→ **Tasks**
1. Using the article on MGM Resorts, answer these questions:
(a) How much did MGM pay for Empire City Racing?
(b) Who is credited with the quotation about the customer being the only boss?
(c) Which company's old Vegas asset base does the article compare with MGM's?
2. For each statement, decide whether the article on MGM Resorts supports it. Answer yes or no and quote the words that decide it.
(a) The author says MGM's old Vegas asset base parallels that of Caesars.
(b) In earlier articles on MGM, the author expressed only enthusiasm.
(c) The article was written by Sam Walton.

MGM: One Too Many Ants At An Otherwise Nice Picnic

About: MGM Resorts International (MGM), Includes: CZR
by: Howard Jay Klein

We're getting antsy about MGM's voracious appetite for expansion to be bigger than its financial stomach.

Its old Vegas asset base parallels that of Caesars. Is it undervalued?

MGM Springfield and its recent $850 million buy of Empire City Racing raises questions about management's strategic vision.

“There is only one boss. The customer. He can fire everybody in the company from the chairman down simply by spending his money elsewhere…” Sam Walton

In many articles on MGM Resorts International (NYSE:MGM) we have expressed both enthusiasm and head scratching. We guided high when we saw a clear bull case coming. We also expressed concern when we questioned the proclivity of management to raise its hand and call out "Me! Me!” at every possible expansionary move to cross the news. Its “Me! Me!” strategy seems at odds with an otherwise bullish case to be made for the stock.

→ **Given material**
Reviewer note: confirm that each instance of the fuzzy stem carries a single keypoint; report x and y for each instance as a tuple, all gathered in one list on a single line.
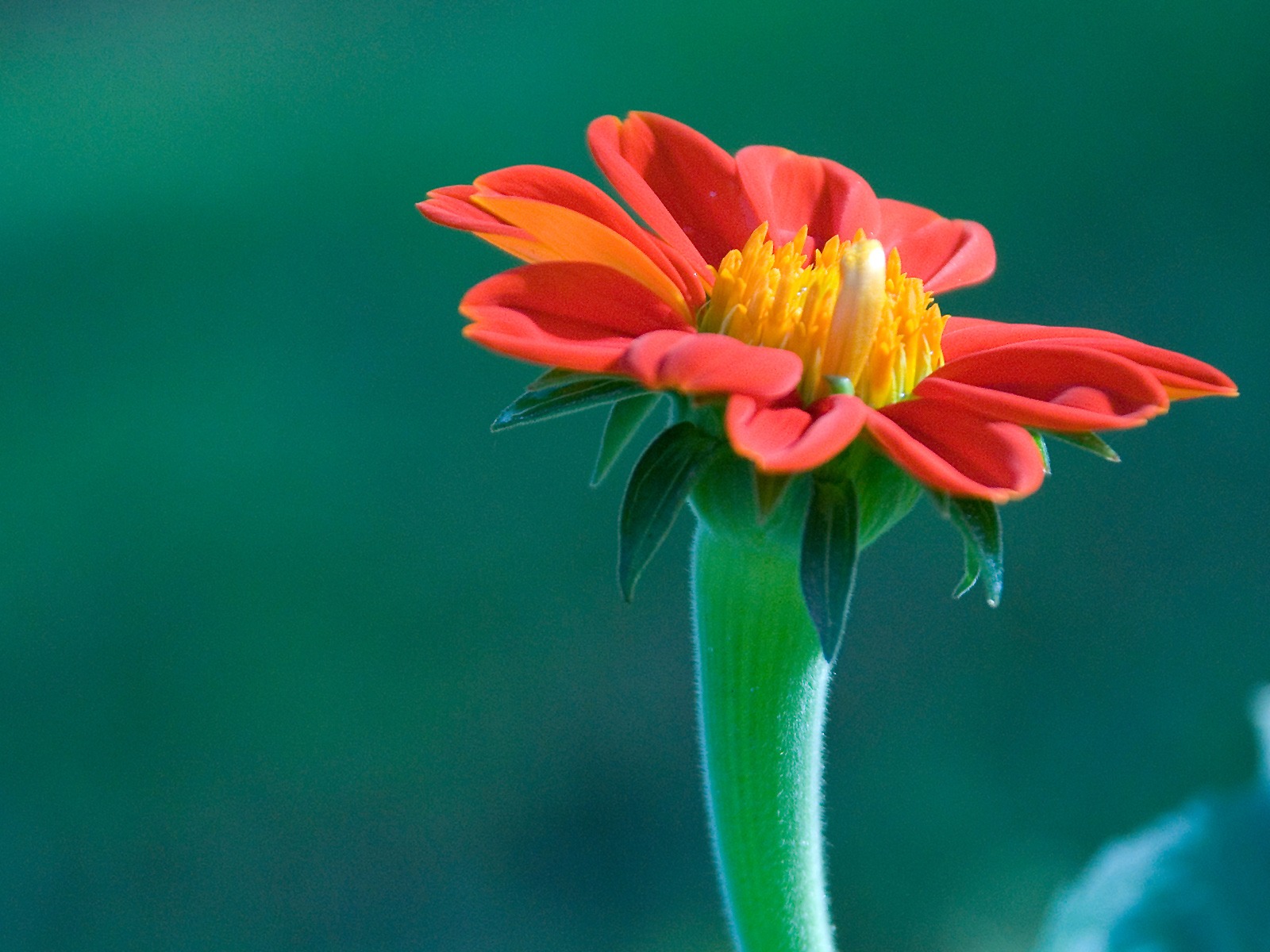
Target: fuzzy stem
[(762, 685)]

→ **Solutions to each task**
1.
(a) $850 million
(b) Sam Walton
(c) Caesars

2.
(a) Yes: "Its old Vegas asset base parallels that of Caesars."
(b) No: "we have expressed both enthusiasm and head scratching."
(c) No: "by: Howard Jay Klein"